• Material to process:
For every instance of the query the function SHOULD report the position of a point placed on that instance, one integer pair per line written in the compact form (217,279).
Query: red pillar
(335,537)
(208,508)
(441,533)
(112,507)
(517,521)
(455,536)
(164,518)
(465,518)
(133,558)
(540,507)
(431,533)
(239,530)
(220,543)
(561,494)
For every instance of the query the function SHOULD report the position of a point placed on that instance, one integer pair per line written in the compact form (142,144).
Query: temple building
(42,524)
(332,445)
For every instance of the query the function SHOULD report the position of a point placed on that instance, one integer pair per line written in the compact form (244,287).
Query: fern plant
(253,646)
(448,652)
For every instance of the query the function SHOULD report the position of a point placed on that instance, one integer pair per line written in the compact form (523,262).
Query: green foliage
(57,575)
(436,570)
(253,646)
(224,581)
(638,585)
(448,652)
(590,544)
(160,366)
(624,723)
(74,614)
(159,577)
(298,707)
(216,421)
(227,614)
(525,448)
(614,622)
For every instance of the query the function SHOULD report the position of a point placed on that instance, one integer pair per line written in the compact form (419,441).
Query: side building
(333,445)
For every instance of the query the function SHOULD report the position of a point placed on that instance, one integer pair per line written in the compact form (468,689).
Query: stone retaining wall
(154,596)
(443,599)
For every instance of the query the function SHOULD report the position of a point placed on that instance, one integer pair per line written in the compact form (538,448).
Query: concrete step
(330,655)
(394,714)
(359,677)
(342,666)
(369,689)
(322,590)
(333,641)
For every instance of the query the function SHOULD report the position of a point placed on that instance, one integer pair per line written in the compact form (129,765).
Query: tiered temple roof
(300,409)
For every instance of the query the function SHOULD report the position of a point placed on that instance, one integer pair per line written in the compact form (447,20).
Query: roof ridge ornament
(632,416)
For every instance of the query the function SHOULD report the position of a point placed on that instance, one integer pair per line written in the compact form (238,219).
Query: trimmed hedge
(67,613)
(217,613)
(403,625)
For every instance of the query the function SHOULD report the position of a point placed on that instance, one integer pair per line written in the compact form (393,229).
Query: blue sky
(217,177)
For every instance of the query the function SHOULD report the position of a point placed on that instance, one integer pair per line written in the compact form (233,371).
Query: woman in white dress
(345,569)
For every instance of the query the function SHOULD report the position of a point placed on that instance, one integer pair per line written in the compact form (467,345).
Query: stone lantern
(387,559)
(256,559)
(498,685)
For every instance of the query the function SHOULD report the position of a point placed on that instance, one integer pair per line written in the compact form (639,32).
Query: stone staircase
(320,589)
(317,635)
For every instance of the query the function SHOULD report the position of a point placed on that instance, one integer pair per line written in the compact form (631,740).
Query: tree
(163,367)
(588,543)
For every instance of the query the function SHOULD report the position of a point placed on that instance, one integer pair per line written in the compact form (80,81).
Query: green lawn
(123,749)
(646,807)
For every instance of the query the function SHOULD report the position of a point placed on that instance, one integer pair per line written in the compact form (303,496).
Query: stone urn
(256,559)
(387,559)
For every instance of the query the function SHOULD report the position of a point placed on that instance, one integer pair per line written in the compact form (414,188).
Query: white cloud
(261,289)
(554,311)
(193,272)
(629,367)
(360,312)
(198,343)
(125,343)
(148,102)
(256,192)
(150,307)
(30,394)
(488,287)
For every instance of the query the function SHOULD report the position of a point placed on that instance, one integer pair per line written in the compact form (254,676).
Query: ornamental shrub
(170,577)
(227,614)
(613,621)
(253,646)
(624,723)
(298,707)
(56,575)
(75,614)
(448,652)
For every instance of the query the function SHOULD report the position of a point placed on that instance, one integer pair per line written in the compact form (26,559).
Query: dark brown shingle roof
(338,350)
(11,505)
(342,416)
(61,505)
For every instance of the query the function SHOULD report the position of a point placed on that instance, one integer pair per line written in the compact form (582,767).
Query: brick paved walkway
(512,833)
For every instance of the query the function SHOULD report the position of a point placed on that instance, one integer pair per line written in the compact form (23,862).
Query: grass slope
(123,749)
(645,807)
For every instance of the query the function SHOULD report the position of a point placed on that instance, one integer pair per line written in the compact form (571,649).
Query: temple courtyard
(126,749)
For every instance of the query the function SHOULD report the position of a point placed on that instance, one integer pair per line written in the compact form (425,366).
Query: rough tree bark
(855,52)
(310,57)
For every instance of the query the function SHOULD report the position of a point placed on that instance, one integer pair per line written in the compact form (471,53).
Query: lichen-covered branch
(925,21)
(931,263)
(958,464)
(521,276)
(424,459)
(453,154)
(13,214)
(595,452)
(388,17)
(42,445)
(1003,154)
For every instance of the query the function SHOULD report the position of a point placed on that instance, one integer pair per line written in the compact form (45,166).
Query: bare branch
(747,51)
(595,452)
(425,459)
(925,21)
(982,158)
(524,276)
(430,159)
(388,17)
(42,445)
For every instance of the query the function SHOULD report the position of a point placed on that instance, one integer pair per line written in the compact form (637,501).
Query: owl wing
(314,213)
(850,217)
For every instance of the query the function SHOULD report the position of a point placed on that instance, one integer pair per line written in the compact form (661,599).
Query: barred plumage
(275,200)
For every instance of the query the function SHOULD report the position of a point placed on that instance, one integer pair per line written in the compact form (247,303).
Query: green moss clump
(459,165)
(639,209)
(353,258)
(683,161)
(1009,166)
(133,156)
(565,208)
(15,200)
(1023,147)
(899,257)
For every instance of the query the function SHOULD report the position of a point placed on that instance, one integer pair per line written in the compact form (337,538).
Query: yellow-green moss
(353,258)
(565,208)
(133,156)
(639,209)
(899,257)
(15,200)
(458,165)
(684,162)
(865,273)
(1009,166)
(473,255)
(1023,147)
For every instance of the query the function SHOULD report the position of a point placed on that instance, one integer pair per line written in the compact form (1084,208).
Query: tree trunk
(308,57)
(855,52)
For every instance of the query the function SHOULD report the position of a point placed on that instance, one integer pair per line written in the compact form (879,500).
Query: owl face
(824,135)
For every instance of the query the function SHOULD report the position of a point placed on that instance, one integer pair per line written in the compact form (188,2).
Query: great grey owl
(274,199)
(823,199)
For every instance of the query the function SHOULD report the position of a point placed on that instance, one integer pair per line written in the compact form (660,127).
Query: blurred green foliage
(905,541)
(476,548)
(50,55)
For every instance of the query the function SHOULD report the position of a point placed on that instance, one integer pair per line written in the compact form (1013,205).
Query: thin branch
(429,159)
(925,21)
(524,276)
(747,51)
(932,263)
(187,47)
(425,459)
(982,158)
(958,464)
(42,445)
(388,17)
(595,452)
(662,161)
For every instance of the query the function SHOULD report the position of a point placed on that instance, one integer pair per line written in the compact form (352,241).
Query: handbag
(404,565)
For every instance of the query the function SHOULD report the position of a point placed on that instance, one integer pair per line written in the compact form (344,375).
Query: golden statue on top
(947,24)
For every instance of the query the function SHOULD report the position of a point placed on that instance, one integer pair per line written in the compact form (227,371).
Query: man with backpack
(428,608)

• Aim of the task:
Locate the line that contains "compact form (352,241).", then please quote it and every line after it to the end of the entries above, exactly and with nothing else.

• Answer to the task:
For every instance of the query the function SHOULD report the position of a point placed on that instance, one integer pair per line written in the compact form (352,241).
Query: handbag
(404,565)
For every instance of the query the function SHOULD report the position of a point placed on that instance, one integer pair per line written in the compact form (344,375).
Query: golden statue on top
(947,24)
For every instance of the query the function SHOULD report the position of a point placed on that instance, one integer pair per line written in the compact form (227,371).
Query: man with backpack
(428,608)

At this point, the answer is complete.